▸ **Brief**: Copy out each line of the material below with no changes.

[start Entries provided]

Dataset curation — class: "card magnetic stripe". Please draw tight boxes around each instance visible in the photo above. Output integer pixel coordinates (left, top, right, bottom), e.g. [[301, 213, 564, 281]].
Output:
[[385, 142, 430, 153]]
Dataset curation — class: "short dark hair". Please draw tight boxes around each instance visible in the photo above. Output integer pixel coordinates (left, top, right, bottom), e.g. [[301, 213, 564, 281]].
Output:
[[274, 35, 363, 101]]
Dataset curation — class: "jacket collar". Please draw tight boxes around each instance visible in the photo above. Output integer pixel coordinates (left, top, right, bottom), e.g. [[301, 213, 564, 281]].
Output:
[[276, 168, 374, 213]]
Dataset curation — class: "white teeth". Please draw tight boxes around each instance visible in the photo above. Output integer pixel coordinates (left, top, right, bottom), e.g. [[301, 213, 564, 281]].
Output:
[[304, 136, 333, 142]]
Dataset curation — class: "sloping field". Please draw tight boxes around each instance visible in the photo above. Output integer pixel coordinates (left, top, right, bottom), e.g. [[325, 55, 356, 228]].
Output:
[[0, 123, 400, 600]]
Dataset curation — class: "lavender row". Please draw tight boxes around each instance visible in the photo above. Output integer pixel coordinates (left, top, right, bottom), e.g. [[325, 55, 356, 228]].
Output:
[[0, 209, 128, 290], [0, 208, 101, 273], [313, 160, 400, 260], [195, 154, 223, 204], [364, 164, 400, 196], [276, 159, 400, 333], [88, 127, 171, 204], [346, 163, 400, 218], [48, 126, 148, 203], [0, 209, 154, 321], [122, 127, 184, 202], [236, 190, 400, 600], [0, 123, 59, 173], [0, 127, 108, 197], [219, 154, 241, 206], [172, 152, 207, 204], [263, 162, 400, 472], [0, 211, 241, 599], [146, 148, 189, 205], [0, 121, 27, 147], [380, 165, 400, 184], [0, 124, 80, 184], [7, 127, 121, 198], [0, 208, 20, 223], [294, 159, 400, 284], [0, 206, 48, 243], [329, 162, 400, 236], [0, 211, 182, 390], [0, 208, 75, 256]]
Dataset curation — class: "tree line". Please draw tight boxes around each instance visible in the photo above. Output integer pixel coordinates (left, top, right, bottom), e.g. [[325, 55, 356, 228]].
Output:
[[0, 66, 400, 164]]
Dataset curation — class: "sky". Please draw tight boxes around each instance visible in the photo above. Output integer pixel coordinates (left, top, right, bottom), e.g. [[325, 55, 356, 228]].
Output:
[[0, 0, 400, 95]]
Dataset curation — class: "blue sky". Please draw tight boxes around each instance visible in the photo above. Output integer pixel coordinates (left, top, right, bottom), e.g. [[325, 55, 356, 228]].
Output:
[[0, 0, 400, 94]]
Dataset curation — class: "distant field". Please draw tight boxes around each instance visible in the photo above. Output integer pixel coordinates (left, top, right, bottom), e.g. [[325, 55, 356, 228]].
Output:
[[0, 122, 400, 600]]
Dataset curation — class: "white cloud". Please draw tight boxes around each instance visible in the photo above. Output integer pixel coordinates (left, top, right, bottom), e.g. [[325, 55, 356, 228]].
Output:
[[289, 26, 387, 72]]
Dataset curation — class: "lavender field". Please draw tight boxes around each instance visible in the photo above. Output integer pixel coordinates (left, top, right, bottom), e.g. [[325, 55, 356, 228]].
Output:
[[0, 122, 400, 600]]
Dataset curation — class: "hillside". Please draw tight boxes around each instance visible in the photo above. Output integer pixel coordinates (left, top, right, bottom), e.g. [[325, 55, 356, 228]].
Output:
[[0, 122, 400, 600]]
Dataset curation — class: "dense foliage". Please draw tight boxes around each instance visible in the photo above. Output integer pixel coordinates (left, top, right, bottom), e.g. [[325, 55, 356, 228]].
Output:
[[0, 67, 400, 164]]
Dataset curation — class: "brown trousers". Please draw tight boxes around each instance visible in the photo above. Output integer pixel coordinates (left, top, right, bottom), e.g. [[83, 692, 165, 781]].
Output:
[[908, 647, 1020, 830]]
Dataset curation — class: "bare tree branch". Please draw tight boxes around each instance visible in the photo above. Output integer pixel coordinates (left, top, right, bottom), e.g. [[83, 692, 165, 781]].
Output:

[end Entries provided]

▸ **Expected answer**:
Dataset curation — class: "card magnetic stripe". Please draw tight boxes around each instance visible in the photo above. Output integer pixel coordinates (left, top, right, bottom), e.g. [[301, 213, 564, 281]].
Output:
[[385, 142, 430, 153]]
Dataset curation — class: "short dark hair". Please draw tight boxes around each instance visible in the photo above. Output integer pixel coordinates (left, top, right, bottom), e.g. [[301, 213, 564, 281]].
Output:
[[274, 35, 363, 101]]
Dataset curation — class: "jacket collar". Please draw tight boxes around each instance visible in the photo above. Output integer pixel coordinates (left, top, right, bottom), e.g. [[301, 213, 564, 281]].
Output:
[[276, 168, 374, 213]]
Dataset curation — class: "white teeth". Please draw tight boxes around each instance visible in the photo above. Output integer pixel coordinates (left, top, right, bottom), e.g. [[301, 213, 564, 281]].
Output:
[[304, 136, 333, 142]]
Dataset curation — class: "sloping field". Please draw tight boxes around each instance visible in the photo above. Output integer pixel coordinates (left, top, right, bottom), e.g. [[325, 55, 356, 228]].
Output:
[[0, 123, 400, 600]]
Dataset curation — class: "lavender row". Please draw tight boxes around each instance visible in the photo above. Output integer pixel coordinates (left, top, right, bottom), e.g. [[325, 55, 356, 228]].
Output:
[[0, 209, 128, 290], [0, 208, 101, 273], [313, 160, 400, 260], [195, 154, 223, 204], [364, 164, 400, 196], [276, 159, 400, 333], [88, 127, 171, 204], [346, 163, 400, 218], [48, 126, 148, 203], [0, 209, 154, 321], [122, 127, 184, 202], [236, 190, 400, 600], [0, 123, 59, 173], [0, 127, 108, 197], [219, 154, 241, 206], [172, 152, 207, 204], [263, 162, 400, 472], [0, 211, 241, 599], [146, 148, 189, 205], [0, 121, 27, 147], [380, 165, 400, 184], [0, 124, 80, 184], [7, 127, 121, 198], [0, 208, 20, 223], [294, 159, 400, 284], [0, 206, 48, 243], [329, 162, 400, 236], [0, 211, 182, 390], [0, 208, 75, 256]]
Dataset curation — class: "tree line". Please draw tight boxes around each instance visible in the photo above. Output integer pixel coordinates (left, top, right, bottom), e.g. [[325, 55, 356, 228]].
Output:
[[0, 66, 400, 164]]
Dataset curation — class: "sky". Please draw tight boxes around each instance visible in the photo above. Output integer pixel coordinates (left, top, right, bottom), e.g. [[325, 55, 356, 228]].
Output:
[[0, 0, 400, 95]]
Dataset curation — class: "blue sky". Please draw tight boxes around each instance visible in the photo above. Output integer pixel coordinates (left, top, right, bottom), e.g. [[325, 55, 356, 228]].
Output:
[[0, 0, 400, 94]]
Dataset curation — class: "distant field". Please draw tight boxes around each instance visible in the photo above. Output integer pixel coordinates (left, top, right, bottom), e.g. [[325, 55, 356, 228]].
Output:
[[0, 122, 400, 600]]
Dataset curation — class: "white cloud". Please draw tight boxes around each instance visible in the photo above. Output integer pixel coordinates (left, top, right, bottom), e.g. [[325, 55, 356, 228]].
Output:
[[289, 26, 387, 72]]
Dataset curation — class: "lavender field". Please draw tight boxes around each instance visible in the photo above. Output integer pixel coordinates (left, top, right, bottom), e.g. [[325, 55, 356, 228]].
Output:
[[0, 122, 400, 600]]
Dataset curation — class: "hillside". Please draw tight boxes around each instance visible in the photo above. Output integer pixel coordinates (left, top, right, bottom), e.g. [[325, 55, 356, 228]].
Output:
[[0, 122, 400, 600]]
Dataset curation — class: "dense foliage". Please draw tight boxes around each instance visible in the photo above. Output integer pixel coordinates (left, top, right, bottom), e.g. [[325, 55, 356, 228]].
Output:
[[0, 67, 400, 164]]
Dataset curation — class: "brown trousers". Please draw tight boxes around each instance visible in the photo above. Output integer pixel coordinates (left, top, right, bottom), e.g. [[83, 692, 165, 781]].
Output:
[[908, 647, 1020, 830]]
Dataset curation — class: "bare tree branch". Please draw tight boxes around each instance visible in the photo above. Output integer pixel coordinates (left, top, right, bottom), e.g. [[83, 692, 165, 781]].
Output:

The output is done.